* EXTRAIT
##########
L’historien sait d’expérience comment les opinions s’accommodent progressivement des conflits qui s’installent dans la durée. Il n’en est pas moins troublant de constater que la guerre à Gaza s’est banalisée encore plus vite que celle en Ukraine. Les pertes en Ukraine sont pourtant beaucoup plus militaires que civiles, alors que le cap d’un pour cent de la population tuée est en passe d’être franchi à Gaza. Un chiffre aussi vertigineux représenterait à l’échelle de la France 650 000 morts, dont 250 000 enfants, ainsi que des millions de blessés, de mutilés, de traumatisés et d’orphelins.
Rien ne permet pourtant d’entrevoir la fin d’une telle tragédie. Benyamin Nétanyahou, mais aussi Vladimir Poutine, ont en effet tout intérêt à prolonger le conflit dans la perspective d’une éventuelle réélection de Donald Trump, à laquelle ils aspirent tous deux. Il n’est que temps pour l’Europe de se ressaisir pour éviter un scénario aussi désastreux.
##########
* CONSIGNE ÉCRITE
Selon l'extrait sur les guerres à Gaza et en Ukraine, à combien de morts correspondrait, à l'échelle de la France, le chiffre avancé pour Gaza ?

* DONNÉES FOURNIES
##########
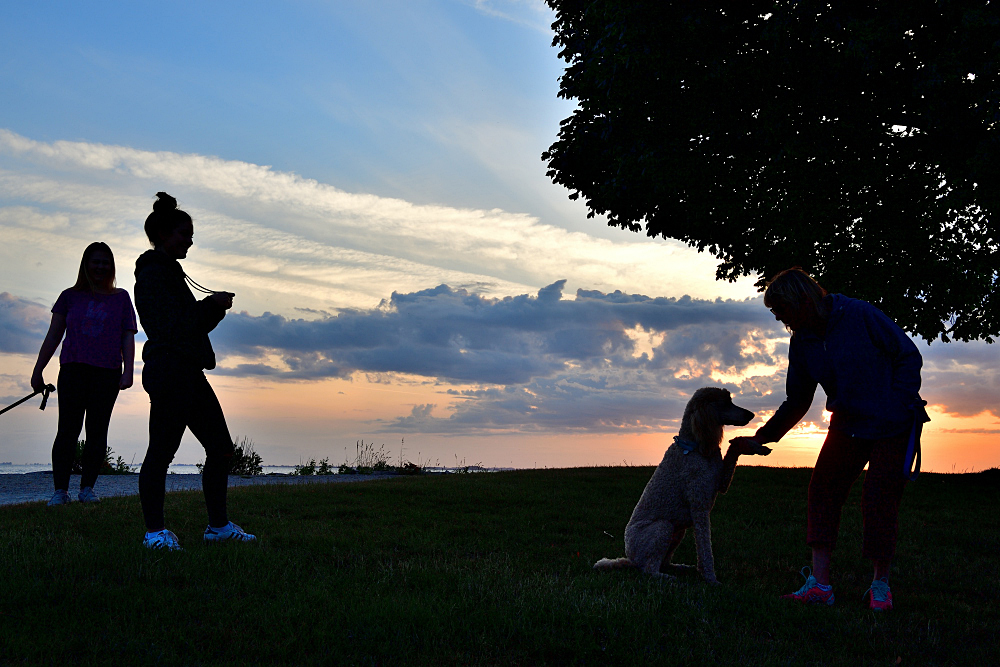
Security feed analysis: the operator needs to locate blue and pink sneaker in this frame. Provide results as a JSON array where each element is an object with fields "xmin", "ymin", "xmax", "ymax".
##########
* RÉPONSE ÉCRITE
À 650 000 morts, dont 250 000 enfants.